Of the entries below, return exactly those lines that fall between the one containing "A teaching note to the class: indicate the car front" and the one containing "A teaching note to the class: indicate the round", the two end lines included.

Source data
BEGIN

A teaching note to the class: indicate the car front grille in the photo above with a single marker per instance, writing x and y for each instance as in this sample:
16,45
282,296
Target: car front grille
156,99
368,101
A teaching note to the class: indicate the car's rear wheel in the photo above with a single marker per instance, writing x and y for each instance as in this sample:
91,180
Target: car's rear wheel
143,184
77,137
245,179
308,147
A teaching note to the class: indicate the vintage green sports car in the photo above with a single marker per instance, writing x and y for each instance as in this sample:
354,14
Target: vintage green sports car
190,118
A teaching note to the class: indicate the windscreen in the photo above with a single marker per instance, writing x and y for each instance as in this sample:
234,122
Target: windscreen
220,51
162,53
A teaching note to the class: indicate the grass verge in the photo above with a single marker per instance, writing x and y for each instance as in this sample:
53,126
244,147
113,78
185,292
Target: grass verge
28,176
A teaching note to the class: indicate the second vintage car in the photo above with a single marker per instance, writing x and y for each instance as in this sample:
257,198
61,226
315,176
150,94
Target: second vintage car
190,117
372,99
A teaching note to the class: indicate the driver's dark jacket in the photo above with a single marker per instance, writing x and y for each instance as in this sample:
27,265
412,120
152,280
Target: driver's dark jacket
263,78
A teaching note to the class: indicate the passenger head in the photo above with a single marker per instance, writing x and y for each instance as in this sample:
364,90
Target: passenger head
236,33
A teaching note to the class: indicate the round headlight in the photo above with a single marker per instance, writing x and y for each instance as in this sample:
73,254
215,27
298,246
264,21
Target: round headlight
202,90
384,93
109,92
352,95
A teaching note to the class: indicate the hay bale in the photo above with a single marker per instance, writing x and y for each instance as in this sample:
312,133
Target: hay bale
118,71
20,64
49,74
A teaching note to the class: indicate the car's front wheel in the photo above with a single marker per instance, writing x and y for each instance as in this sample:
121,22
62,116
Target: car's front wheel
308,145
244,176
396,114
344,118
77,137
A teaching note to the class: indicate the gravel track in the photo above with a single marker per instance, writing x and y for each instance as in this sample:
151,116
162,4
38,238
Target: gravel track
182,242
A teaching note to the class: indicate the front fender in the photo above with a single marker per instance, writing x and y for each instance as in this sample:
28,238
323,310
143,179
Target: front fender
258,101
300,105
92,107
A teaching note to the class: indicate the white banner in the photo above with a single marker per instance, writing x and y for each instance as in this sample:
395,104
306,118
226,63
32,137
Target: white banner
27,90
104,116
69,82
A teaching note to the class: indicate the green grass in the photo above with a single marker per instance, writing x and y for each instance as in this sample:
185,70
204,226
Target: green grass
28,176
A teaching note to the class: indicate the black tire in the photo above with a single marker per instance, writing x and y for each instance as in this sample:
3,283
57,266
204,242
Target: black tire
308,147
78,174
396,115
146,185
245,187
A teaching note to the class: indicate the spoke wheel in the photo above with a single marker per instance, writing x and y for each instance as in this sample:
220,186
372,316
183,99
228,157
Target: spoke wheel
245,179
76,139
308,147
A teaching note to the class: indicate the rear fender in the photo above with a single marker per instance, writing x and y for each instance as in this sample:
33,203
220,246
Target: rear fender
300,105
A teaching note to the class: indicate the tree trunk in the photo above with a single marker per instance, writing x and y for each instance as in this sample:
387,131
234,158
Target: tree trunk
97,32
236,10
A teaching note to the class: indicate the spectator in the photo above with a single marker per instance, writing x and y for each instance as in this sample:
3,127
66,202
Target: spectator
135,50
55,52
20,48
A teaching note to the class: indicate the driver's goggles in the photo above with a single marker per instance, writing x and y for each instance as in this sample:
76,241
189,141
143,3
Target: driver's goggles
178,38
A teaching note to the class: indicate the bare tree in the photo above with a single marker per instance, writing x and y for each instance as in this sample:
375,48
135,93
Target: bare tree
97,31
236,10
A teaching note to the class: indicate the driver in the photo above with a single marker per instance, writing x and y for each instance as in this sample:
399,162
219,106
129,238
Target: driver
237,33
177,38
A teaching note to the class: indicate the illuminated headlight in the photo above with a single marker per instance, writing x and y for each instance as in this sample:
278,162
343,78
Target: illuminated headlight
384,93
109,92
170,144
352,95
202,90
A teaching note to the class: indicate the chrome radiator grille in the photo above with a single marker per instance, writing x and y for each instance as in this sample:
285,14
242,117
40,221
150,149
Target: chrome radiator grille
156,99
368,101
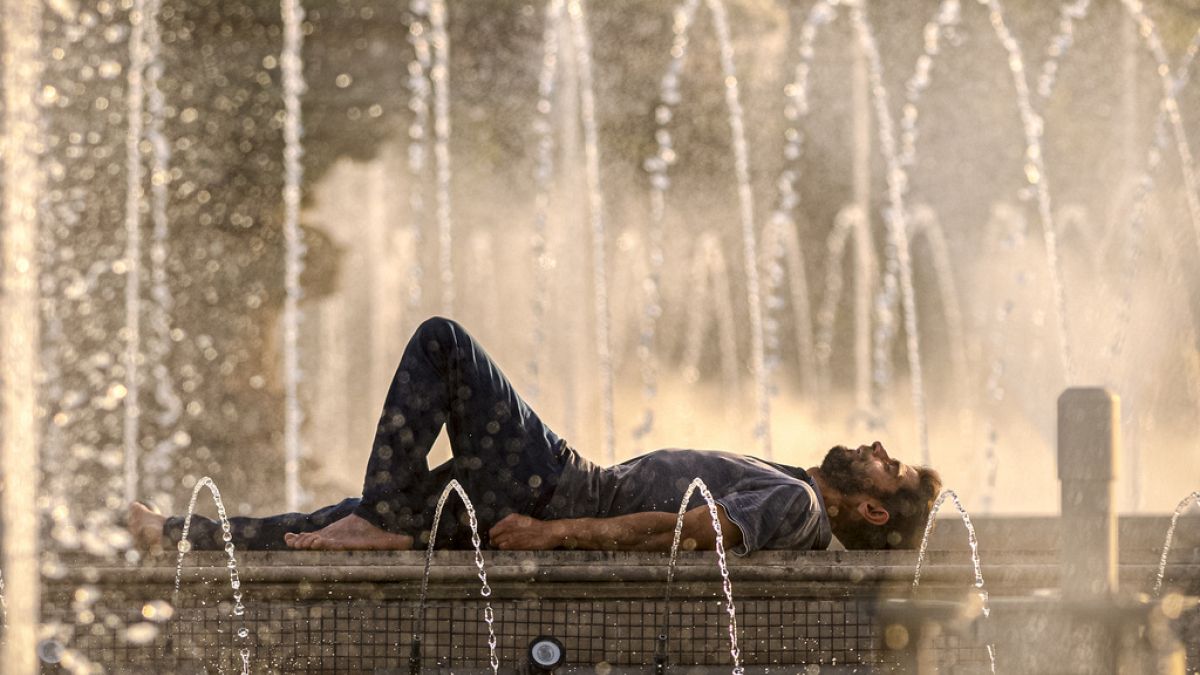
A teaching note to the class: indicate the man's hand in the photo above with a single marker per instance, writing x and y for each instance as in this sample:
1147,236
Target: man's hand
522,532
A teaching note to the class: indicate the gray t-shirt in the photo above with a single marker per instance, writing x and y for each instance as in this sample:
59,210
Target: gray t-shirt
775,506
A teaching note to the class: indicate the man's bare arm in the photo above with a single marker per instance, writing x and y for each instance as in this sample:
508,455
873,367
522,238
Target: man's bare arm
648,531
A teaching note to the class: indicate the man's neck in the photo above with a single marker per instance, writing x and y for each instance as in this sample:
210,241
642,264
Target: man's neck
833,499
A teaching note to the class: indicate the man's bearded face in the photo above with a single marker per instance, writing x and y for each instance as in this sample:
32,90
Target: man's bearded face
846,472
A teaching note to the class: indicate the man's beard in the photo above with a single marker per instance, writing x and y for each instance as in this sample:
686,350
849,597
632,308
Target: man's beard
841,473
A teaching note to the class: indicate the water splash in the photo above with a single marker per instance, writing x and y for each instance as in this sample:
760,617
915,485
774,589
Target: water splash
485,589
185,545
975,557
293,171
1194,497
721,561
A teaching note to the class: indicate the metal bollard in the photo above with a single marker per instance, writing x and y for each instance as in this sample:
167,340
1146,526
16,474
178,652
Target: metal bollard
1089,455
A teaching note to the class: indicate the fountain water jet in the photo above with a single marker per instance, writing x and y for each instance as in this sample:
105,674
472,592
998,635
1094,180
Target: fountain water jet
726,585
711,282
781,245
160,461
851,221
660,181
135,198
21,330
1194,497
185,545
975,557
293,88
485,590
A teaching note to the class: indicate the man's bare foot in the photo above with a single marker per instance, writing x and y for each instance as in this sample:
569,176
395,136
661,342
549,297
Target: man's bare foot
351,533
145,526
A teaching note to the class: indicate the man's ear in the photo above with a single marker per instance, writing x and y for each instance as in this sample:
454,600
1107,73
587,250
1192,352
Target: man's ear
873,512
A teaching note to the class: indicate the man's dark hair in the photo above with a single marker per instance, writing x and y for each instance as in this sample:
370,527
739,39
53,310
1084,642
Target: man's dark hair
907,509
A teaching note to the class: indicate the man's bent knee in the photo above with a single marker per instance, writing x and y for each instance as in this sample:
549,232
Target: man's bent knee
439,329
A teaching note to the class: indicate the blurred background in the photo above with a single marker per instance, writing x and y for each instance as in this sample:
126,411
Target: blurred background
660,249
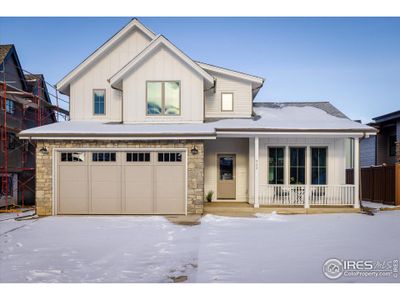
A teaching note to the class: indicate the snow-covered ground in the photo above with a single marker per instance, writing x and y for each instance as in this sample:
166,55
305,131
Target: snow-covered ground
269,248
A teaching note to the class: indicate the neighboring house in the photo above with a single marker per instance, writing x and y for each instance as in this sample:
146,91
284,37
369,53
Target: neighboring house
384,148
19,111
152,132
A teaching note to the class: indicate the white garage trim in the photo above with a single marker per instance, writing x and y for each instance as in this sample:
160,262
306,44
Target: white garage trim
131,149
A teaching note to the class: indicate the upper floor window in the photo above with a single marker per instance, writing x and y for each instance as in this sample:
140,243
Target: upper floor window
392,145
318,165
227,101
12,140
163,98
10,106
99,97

END
BEGIN

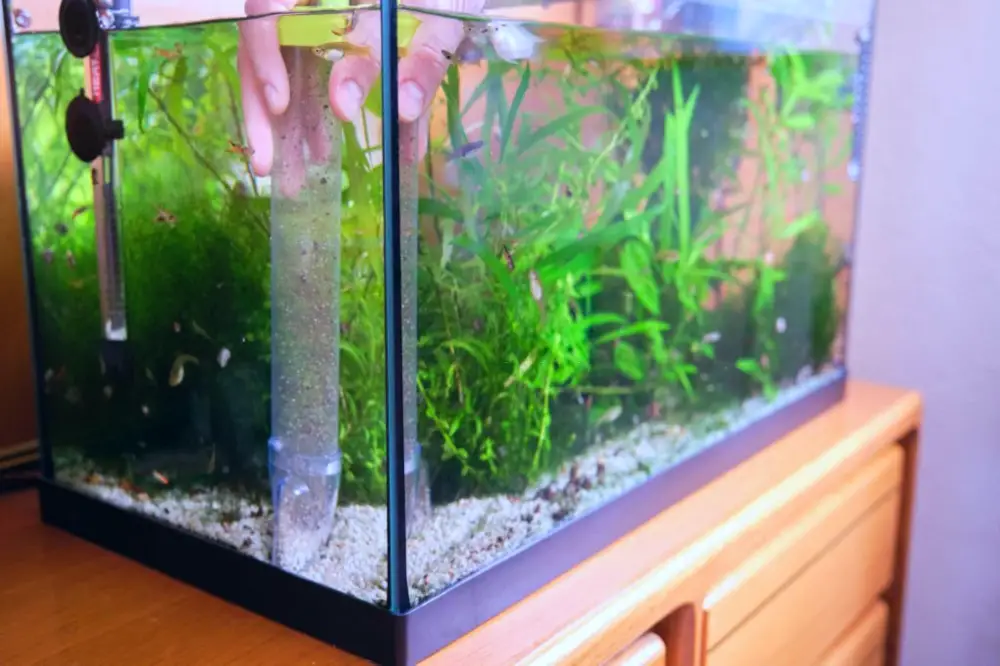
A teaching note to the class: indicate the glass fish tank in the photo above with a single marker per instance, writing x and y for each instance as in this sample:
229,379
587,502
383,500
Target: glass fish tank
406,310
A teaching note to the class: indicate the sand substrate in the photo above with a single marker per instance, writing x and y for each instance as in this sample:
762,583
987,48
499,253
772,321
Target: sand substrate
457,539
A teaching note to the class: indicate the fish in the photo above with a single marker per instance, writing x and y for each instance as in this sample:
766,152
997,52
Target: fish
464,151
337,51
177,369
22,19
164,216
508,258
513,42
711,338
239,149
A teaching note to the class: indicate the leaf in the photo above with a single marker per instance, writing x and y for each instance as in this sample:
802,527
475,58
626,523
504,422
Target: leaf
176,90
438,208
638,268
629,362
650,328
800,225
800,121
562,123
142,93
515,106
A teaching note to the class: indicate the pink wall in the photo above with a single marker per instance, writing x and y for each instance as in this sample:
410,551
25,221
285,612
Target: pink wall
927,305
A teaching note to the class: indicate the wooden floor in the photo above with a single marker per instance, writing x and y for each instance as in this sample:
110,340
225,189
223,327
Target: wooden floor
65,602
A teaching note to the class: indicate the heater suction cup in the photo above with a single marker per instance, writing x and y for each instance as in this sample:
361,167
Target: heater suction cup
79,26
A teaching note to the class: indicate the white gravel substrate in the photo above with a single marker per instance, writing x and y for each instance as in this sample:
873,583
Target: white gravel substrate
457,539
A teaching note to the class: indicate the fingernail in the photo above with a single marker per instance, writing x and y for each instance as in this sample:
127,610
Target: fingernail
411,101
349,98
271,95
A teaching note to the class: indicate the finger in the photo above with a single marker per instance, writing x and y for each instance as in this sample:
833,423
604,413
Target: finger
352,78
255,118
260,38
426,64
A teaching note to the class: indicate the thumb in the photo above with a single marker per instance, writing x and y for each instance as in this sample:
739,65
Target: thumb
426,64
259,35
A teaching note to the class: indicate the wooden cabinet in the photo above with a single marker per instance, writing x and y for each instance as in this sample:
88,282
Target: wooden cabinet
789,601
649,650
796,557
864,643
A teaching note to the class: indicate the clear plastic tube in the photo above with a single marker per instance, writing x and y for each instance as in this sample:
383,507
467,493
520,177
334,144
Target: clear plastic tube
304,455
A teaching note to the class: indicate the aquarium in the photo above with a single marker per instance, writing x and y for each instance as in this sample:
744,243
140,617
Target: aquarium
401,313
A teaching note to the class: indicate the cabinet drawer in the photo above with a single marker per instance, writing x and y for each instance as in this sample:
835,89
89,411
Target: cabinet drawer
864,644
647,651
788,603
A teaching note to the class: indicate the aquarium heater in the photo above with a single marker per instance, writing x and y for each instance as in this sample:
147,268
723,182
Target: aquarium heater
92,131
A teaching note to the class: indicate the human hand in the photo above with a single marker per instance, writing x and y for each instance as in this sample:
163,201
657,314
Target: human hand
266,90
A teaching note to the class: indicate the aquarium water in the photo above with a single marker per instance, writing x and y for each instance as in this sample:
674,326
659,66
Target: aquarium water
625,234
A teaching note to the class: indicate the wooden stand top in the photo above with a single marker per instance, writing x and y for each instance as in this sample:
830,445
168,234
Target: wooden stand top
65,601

END
BEGIN

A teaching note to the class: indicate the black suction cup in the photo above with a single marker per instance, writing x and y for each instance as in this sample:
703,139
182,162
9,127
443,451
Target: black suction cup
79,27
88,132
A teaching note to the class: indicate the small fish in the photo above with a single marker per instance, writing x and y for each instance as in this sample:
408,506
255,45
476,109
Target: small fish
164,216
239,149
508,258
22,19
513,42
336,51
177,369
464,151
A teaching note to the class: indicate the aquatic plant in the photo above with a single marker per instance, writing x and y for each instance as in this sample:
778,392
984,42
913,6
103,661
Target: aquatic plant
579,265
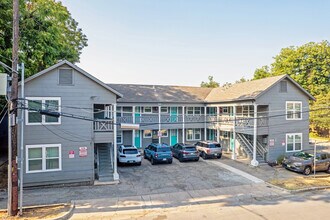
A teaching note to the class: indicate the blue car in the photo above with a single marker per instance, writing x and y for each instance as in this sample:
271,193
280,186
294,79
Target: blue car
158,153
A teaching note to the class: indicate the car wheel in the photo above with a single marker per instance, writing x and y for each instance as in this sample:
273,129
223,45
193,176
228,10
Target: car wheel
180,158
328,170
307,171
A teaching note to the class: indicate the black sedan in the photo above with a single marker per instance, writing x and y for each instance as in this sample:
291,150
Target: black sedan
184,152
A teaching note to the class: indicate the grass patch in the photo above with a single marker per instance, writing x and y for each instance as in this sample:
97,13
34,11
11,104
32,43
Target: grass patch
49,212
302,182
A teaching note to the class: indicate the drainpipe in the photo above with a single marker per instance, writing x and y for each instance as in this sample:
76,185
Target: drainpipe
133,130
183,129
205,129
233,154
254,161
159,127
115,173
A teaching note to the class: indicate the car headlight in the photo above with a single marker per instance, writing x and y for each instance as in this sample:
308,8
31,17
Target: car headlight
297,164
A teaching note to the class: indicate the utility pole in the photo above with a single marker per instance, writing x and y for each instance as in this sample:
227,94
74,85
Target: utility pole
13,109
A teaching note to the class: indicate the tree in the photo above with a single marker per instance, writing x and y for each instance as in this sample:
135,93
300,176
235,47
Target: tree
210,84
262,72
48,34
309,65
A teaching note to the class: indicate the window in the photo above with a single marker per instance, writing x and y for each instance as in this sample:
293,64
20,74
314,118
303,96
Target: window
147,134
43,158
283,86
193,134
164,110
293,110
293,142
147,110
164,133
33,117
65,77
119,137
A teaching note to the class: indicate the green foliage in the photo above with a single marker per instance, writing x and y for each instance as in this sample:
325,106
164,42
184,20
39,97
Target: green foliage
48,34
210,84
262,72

END

▸ **Task result**
A teaching note to the class: indicate the car front grille in the photo above with a single marker per instance, writing x and y for each instance as in this sample:
16,45
282,296
Target: car front grille
156,99
368,101
A teaching note to the class: indicate the car's rear wheel in the photo above with a single marker per instance, writing x and y for each instance as in this sample:
91,180
Target: car's rear wheel
143,184
77,137
245,179
308,147
A teaching note to the class: indicate the vintage green sports car in the photo above with a single marker per instance, writing x and y for each instance as in this sample:
354,14
Target: vintage green sports car
190,118
A teaching note to the class: indicate the windscreen in the photo above with a single marker per instance, writing x and y for each instance as in this sample:
234,122
Target: windscreen
220,51
162,53
A teaching note to the class: indicate the grass verge in the photo above with a single marker per instance, writing x and y for each instance as in this sample:
53,126
244,147
113,78
185,292
Target: grass verge
28,176
A teaching note to the class: indicate the second vintage car in the photo above with a single marker per instance, writing x and y for each instance as in this sample:
257,198
61,226
315,176
150,94
Target: second vintage car
190,117
372,99
A teaching note to the class: indicate the driver's dark jacket in the photo above with a single marker per instance, writing x and y for each instance as in this sample:
27,265
412,120
152,280
Target: driver's dark jacket
263,78
A teaching note to the class: indicate the passenger head in the photo above with a single marker per instance, writing x and y for each instance as in this sample:
364,90
Target: passenger head
236,33
A teaching note to the class: indicate the round headlight in the photo above with a single marker per instance, writing x and y for each instance as in this sample:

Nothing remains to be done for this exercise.